Fragmento seleccionado:

★ ★ ★ ★ ★ ★ ★

Su masa encefálica se hacía maleable al siguiente día y podían ubicar con casi el cien por ciento de precisión, las cartas en un juego de recordación que habían ensayado el día anterior.

¿Y para qué sirve todo esto? Para mejorar la memoria conforme envejecemos, pues todo parece indicar que las veredas cerebrales del olfato son más abundantes que las visuales y las auditivas, y además son más rápidas para llegar a una zona interior fundamental: el hipocampo. Por eso, los olores reviven con más nitidez cosas ocurridas en el pasado lejano, como la comida de mamá, juguetes perdidos o el bullying sufrido por el grandulón de la clase, que creíamos olvidado.

PERO CUIDADO

Joven Baco enfermo, Caravaggio (1593-4)

Hace algunos años, el gran divulgador científico Javier Sampedro, en El País, reseñaba otro experimento realizado por la matemática Elizabeth Loftus, de la Universidad de California, quien utilizó un método medio consciente y medio olfativo para ¡sembrar falsos recuerdos en la gente!

★ ★ ★ ★ ★ ★ ★

Datos proporcionados:
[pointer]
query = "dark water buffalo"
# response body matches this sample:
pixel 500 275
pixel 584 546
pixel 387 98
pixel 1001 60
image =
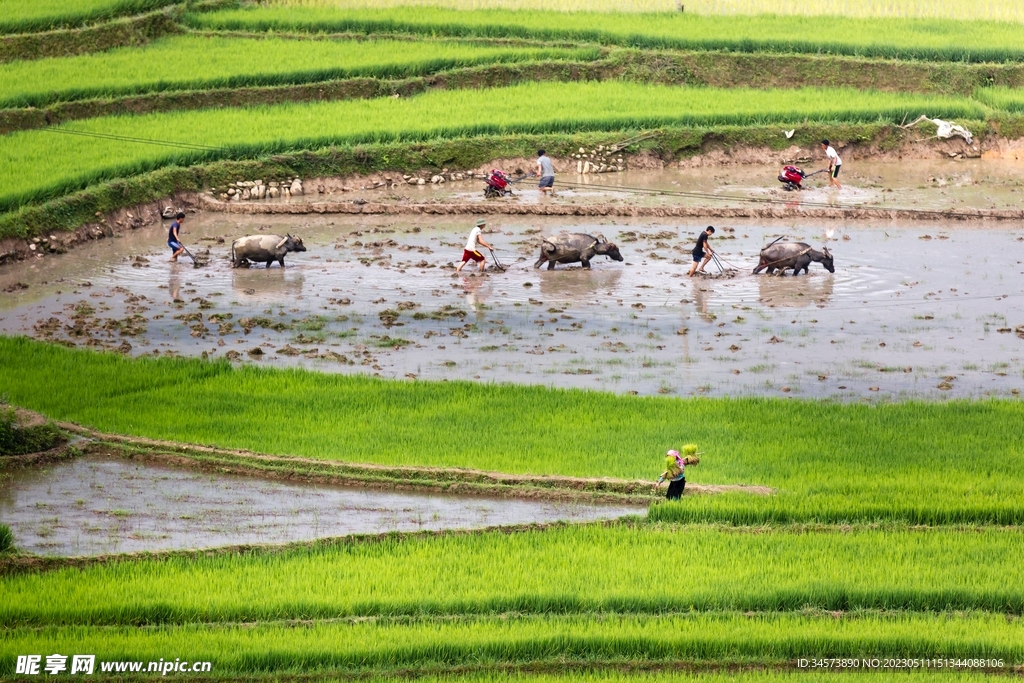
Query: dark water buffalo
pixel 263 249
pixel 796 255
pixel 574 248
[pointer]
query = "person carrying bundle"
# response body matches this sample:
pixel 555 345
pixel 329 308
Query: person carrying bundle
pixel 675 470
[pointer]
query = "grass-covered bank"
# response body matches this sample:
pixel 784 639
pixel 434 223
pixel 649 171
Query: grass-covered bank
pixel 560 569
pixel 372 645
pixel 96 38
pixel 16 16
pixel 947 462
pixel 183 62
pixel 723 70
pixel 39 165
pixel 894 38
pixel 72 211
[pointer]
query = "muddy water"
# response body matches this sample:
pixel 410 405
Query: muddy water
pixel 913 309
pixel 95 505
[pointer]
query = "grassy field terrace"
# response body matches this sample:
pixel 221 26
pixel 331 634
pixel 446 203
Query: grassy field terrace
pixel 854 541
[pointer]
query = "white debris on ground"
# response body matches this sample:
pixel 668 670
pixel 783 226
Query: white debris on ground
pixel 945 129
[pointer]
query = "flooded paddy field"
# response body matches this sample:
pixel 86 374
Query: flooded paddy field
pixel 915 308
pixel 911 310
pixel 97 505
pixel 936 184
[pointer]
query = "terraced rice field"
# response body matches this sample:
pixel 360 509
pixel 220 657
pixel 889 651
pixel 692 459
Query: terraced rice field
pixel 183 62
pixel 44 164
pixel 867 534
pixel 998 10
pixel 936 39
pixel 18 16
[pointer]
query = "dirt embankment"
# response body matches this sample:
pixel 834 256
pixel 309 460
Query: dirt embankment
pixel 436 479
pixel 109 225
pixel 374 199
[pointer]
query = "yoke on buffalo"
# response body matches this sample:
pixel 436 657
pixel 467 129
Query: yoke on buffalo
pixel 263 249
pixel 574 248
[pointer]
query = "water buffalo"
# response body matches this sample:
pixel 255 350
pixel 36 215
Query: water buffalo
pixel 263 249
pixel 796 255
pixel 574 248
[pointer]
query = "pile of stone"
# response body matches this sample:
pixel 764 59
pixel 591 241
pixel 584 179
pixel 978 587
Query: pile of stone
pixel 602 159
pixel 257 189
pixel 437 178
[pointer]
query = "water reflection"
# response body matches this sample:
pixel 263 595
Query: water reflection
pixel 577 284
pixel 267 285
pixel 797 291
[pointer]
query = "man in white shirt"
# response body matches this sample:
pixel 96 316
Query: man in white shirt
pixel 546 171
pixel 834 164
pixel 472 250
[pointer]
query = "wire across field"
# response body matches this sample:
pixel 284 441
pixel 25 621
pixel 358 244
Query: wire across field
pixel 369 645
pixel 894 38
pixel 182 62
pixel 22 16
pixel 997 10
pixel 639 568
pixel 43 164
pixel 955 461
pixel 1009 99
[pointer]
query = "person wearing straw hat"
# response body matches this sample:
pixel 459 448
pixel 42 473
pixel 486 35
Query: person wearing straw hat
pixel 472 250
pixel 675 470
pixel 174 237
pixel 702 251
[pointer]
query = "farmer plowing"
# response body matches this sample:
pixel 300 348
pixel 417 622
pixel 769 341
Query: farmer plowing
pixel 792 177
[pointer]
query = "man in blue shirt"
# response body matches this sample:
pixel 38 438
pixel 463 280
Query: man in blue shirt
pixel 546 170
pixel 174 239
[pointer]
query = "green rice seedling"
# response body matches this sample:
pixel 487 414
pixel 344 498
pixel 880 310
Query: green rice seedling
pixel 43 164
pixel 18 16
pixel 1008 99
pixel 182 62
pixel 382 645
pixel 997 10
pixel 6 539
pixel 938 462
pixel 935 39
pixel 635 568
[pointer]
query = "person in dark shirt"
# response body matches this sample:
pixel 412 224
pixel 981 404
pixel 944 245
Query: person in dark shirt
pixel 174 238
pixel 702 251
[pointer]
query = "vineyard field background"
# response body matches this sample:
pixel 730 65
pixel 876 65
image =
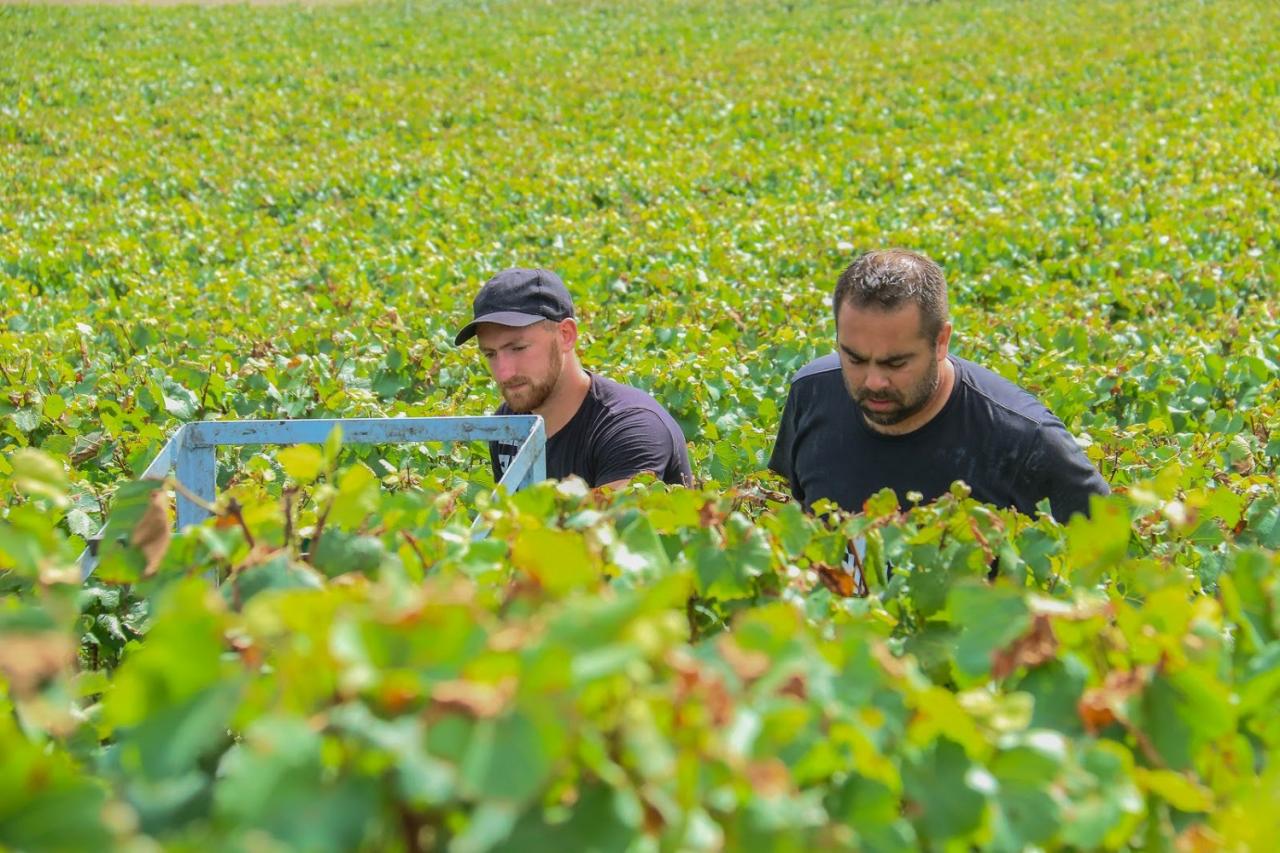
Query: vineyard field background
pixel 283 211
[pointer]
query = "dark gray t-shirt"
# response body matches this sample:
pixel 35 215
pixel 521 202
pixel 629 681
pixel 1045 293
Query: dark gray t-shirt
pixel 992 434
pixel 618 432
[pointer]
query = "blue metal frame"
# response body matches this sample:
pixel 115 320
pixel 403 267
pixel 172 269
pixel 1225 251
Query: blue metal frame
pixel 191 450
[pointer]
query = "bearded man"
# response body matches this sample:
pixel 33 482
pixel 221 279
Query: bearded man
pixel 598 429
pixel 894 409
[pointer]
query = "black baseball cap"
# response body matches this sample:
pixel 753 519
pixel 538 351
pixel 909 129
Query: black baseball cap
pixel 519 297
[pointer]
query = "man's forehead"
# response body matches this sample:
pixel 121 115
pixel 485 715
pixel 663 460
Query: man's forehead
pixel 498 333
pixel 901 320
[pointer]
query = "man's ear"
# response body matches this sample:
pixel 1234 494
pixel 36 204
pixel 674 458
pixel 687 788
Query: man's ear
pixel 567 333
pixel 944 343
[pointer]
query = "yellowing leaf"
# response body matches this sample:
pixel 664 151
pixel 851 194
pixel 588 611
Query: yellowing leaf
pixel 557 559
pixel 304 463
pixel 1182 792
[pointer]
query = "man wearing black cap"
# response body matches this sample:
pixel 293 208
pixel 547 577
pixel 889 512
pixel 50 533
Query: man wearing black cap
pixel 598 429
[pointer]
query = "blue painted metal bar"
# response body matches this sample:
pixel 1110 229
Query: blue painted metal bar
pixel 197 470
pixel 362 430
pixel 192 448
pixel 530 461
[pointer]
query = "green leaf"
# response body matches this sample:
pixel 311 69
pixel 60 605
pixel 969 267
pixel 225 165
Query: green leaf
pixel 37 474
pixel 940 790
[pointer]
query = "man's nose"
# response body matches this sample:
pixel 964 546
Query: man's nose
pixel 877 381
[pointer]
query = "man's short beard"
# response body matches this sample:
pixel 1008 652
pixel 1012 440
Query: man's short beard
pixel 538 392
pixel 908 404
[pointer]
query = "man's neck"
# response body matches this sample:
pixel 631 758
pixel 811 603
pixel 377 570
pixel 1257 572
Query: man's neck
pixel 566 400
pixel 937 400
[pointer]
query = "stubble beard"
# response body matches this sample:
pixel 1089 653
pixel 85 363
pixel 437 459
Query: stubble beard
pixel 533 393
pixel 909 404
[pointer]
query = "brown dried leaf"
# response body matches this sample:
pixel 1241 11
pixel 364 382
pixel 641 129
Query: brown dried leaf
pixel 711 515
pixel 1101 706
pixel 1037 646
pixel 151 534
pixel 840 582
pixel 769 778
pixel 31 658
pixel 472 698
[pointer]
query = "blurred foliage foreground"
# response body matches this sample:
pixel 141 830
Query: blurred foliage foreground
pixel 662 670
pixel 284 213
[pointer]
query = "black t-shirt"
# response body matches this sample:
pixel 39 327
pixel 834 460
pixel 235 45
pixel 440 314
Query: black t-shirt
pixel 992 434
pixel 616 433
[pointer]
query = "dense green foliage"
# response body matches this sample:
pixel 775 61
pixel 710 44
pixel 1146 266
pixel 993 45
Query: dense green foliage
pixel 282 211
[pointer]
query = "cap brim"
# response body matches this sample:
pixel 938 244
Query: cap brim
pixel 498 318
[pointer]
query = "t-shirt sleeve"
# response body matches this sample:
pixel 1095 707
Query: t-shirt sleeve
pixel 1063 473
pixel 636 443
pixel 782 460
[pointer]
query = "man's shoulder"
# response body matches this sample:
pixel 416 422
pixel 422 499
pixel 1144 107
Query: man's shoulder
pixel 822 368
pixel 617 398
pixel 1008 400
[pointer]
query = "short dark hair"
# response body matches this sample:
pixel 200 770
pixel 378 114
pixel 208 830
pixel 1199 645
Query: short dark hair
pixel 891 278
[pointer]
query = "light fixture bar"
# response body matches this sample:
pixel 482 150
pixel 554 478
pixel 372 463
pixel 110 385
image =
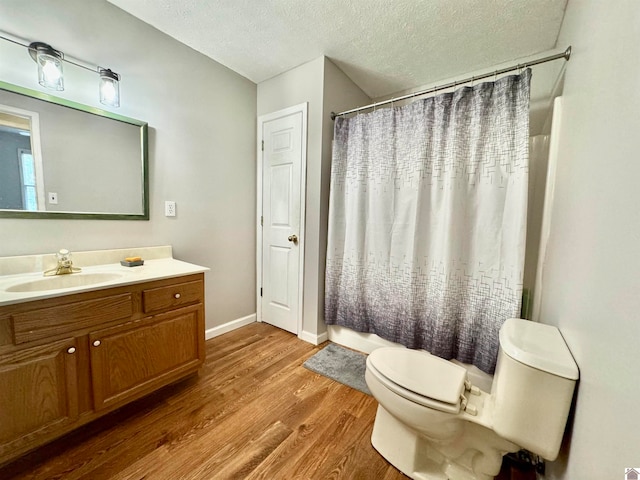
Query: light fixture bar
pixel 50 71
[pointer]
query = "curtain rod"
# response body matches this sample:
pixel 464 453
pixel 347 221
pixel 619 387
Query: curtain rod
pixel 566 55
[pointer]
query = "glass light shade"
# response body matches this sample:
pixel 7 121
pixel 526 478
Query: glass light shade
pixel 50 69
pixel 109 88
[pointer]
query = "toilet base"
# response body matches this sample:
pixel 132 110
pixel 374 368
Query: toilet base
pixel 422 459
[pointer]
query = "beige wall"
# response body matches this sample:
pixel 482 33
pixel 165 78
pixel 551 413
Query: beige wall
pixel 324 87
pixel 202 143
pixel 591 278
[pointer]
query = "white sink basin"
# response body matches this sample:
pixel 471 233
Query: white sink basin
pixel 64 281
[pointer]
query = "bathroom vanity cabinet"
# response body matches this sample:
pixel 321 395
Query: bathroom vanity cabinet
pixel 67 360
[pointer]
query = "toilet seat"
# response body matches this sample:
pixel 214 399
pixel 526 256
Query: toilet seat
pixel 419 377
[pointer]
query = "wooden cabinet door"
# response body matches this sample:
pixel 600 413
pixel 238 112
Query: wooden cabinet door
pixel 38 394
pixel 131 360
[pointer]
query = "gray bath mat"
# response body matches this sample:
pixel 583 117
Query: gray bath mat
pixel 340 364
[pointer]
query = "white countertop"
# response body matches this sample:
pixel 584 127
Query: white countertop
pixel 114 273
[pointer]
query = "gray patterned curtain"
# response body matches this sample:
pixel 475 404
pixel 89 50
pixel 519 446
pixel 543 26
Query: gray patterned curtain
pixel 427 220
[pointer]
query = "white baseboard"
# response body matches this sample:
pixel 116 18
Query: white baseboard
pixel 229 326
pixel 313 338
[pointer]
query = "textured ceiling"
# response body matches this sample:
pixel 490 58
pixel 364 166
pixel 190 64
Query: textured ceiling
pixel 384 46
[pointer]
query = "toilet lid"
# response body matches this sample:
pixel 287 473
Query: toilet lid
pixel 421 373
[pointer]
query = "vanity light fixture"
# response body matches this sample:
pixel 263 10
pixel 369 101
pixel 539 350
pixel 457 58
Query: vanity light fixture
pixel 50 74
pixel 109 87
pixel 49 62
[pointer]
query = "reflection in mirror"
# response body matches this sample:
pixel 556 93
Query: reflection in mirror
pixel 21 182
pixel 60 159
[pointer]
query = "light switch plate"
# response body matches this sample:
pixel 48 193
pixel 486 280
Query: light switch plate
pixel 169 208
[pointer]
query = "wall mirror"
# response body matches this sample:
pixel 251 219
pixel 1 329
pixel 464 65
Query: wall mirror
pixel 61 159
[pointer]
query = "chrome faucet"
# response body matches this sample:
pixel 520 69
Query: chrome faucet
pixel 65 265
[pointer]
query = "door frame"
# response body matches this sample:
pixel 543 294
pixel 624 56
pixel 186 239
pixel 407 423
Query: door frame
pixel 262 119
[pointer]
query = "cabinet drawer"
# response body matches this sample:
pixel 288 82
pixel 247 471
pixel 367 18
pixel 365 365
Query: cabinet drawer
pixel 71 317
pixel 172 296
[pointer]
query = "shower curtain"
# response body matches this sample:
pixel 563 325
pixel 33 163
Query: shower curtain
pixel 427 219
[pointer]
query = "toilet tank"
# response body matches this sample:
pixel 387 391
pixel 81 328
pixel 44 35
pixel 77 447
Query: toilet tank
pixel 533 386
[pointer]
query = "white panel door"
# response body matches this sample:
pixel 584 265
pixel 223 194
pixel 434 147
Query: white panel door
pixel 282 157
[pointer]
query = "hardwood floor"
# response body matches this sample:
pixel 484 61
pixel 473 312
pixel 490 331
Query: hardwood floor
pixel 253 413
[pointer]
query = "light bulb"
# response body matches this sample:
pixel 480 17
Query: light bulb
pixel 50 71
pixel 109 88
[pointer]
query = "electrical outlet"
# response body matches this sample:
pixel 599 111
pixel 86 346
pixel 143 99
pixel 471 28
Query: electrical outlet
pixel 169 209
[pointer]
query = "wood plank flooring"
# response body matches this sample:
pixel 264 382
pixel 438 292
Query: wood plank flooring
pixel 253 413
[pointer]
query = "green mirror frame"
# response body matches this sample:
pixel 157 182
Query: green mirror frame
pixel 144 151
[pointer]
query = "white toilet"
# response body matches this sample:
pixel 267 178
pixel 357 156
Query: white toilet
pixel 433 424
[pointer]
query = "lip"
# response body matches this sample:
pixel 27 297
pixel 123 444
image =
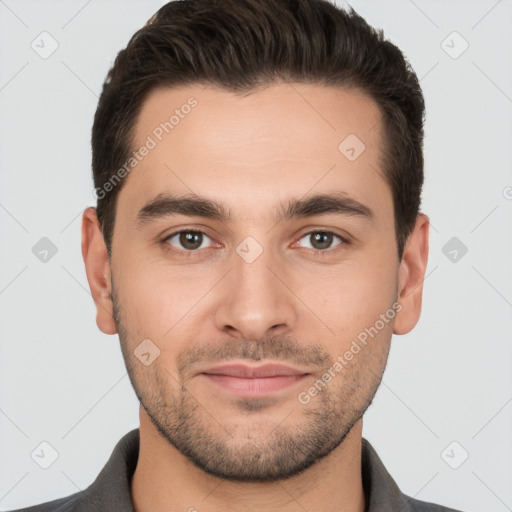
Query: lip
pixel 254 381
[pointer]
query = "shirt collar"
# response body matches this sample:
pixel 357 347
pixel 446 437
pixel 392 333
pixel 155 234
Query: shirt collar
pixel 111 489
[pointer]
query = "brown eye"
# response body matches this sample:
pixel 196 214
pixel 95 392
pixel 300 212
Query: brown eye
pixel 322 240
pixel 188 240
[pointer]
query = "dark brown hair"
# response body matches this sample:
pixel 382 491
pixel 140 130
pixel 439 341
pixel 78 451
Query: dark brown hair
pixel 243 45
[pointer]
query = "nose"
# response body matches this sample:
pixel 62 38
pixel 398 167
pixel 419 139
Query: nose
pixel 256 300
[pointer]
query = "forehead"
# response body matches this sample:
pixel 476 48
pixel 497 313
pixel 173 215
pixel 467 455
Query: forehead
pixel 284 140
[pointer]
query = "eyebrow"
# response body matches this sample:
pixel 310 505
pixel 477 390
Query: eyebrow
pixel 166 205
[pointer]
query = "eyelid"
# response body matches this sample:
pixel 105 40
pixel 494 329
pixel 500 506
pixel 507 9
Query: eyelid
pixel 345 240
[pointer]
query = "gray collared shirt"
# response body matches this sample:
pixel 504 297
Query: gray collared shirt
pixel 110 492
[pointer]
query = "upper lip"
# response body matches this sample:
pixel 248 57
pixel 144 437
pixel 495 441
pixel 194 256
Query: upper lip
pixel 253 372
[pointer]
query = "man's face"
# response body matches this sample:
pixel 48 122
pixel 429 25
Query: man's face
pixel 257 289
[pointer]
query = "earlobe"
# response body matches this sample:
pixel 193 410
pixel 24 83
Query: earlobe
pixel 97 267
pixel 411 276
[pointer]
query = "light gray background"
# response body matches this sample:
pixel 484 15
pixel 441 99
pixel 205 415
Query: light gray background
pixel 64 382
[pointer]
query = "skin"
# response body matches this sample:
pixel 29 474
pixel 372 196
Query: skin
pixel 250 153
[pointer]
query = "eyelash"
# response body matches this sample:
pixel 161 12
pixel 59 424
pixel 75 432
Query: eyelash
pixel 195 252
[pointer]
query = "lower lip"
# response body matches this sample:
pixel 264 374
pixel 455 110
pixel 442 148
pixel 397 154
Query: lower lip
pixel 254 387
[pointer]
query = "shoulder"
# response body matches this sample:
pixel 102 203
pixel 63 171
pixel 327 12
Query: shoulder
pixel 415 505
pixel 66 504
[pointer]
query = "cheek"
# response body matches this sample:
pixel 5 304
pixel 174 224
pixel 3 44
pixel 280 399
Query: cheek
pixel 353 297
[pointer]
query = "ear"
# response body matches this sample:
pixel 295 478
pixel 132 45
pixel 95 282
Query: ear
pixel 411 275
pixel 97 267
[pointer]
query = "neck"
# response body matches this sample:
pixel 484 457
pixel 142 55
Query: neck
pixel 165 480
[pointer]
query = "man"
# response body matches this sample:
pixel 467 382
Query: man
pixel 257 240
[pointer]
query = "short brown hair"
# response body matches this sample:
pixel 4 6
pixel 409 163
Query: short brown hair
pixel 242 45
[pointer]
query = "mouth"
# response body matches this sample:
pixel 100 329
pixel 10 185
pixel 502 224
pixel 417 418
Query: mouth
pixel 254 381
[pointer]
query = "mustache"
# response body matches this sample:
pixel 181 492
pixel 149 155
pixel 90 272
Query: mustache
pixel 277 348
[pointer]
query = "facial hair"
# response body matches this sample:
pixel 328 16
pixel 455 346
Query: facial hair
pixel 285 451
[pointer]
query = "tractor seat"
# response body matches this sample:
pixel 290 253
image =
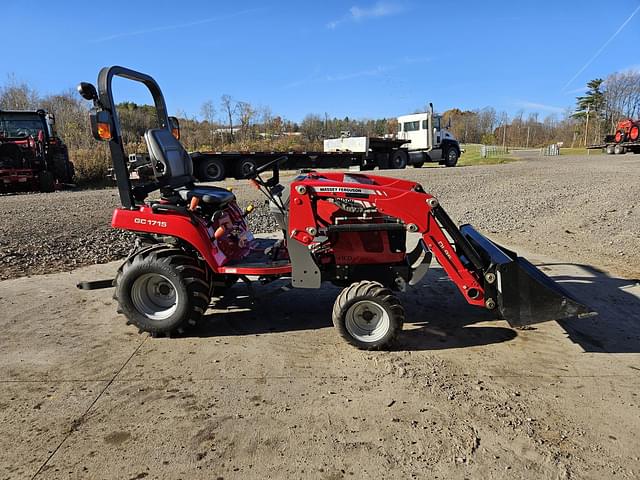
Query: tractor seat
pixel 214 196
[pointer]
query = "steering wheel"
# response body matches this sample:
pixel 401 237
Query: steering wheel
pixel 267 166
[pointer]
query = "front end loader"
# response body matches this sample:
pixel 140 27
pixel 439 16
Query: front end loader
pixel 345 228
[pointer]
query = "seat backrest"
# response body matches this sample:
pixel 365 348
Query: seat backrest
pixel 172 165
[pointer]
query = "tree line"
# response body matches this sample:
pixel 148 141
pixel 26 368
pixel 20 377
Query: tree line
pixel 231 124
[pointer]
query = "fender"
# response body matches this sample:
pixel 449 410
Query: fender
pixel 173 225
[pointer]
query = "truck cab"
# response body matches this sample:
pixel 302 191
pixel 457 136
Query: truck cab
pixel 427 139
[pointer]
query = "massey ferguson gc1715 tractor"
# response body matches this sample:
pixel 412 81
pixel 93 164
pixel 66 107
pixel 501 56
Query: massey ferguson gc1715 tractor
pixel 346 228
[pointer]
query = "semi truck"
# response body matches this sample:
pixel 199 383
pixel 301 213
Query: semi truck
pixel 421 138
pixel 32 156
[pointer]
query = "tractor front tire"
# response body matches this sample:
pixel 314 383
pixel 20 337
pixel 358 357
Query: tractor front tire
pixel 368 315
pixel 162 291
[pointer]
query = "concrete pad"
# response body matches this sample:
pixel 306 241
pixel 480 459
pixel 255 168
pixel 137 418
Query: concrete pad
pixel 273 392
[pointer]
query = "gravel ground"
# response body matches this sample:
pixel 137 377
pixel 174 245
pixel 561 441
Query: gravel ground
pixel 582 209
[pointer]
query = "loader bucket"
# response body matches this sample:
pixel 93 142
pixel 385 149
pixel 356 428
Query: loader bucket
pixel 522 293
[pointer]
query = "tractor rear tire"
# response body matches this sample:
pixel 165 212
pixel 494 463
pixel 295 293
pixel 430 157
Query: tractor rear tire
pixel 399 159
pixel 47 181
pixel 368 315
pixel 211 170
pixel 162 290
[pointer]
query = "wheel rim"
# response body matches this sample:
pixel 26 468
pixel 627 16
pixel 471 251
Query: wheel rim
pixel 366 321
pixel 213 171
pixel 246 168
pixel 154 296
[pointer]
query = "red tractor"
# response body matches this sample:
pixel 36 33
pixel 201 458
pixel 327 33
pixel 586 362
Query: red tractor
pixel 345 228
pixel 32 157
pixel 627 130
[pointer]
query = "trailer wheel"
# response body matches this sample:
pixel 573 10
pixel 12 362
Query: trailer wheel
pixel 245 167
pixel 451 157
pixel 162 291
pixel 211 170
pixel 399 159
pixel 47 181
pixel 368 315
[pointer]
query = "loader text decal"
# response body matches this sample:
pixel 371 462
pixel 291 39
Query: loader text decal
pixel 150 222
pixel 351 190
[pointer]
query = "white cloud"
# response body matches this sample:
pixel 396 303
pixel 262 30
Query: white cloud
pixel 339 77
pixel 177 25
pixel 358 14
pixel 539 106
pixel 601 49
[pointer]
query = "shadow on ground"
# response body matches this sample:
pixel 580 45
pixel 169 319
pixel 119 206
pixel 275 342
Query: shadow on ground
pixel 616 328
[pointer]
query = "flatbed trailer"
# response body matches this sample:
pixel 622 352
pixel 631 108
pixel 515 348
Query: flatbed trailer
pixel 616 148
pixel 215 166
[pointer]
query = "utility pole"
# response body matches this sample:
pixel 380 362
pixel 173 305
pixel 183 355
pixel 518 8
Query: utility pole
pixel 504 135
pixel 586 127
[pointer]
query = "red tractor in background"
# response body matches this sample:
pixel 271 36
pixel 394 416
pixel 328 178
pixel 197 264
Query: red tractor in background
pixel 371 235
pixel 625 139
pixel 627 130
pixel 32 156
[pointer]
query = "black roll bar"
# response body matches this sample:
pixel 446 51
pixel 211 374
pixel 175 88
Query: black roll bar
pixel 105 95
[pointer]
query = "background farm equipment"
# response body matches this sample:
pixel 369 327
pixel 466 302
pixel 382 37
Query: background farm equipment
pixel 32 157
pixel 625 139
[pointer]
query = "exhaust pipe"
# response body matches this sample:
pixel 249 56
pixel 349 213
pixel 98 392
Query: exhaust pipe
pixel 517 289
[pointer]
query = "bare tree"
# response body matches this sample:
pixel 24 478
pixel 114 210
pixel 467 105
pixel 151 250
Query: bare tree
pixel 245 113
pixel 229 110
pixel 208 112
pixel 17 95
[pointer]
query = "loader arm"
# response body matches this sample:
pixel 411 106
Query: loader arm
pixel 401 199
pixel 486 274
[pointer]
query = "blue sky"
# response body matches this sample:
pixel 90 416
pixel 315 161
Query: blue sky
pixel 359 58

★ ★ ★ ★ ★ ★ ★

Tarea 1:
Responde estas preguntas sobre el fragmento:
(a) ¿A qué zona interior del cerebro llegan más rápido las veredas cerebrales del olfato?
(b) ¿En qué periódico reseñaba Javier Sampedro el experimento?
(c) ¿De qué universidad es Elizabeth Loftus?
Tarea 2:
¿Cómo quedaría el pasaje del fragmento desde "Joven Baco enfermo, Caravaggio" hasta "en la gente!", ambos incluidos, si se sustituye "matemática" por "investigadora"?
Tarea 3:
Escribe lo que viene a continuación del fragmento sobre el olfato y la memoria, empezando después de su última oración.
Las filas no guardan relación con el fragmento.

Respuesta 1:
(a) Al hipocampo.
(b) En El País.
(c) De la Universidad de California.

Respuesta 2:
Joven Baco enfermo, Caravaggio (1593-4)

Hace algunos años, el gran divulgador científico Javier Sampedro, en El País, reseñaba otro experimento realizado por la investigadora Elizabeth Loftus, de la Universidad de California, quien utilizó un método medio consciente y medio olfativo para ¡sembrar falsos recuerdos en la gente!

Respuesta 3:
La mefítica doctora pidió a estudiantes voluntarios llenaran un largo examen sobre “comida y personalidad” (claro, mediante la oferta de puntos adicionales para sus calificaciones). La mayor parte de las preguntas eran meros distractores, pero el experimento estaba enfocado en lo mero importante: la comida. Y allí mezclaba obviedades ¿odiabas la sopa de espinacas de mamá? ¿qué tanto te gustaba el brócoli cocido? Pero también agregaba reactivos extraños: ¿te pusiste enfermo a los cinco años cuando ingeriste por primera vez una nieve de vainilla? El cien por ciento de los conejillos declararon obviamente: no, la vainilla le encanta a todo el mundo.

Días después Loftus reconvocó a sus voluntarios y les dijo que sus exámenes habían sido analizados meticulosamente por una supercomputadora dueña de un fantástico algoritmo desarrollado muy cerca de ahí (ya saben, en el Silicon Valley) capaz de procesar los resultados para generar el “perfil histórico-alimentario” de cada uno. Falso, por supuesto.

El dichoso perfil era exactamente el mismo para todos los estudiantes y allí mezclaba verdades y mentiras: “cuando tenías 5 años aborrecías el brócoli” (verdad para casi todos) y “tuviste que ir al hospital por comer un helado de vainilla”. El experimento agregaba una sesión de aromaterapia con los olores de cada alimento en cuestión.

Y finalmente, en una tercera convocatoria, nuestra psicóloga les pidió volver al examen original y contestarlo todo, de nuevo. Y he aquí lo sorprendente: el treinta por ciento de los pobres espontáneos no sólo recordaba –como caso todos los demás- que el brócoli no les gustaba de pequeños sino que huían de la horrible nieve de vainilla. Y en efecto: al ofrecerla, preferían ni verla.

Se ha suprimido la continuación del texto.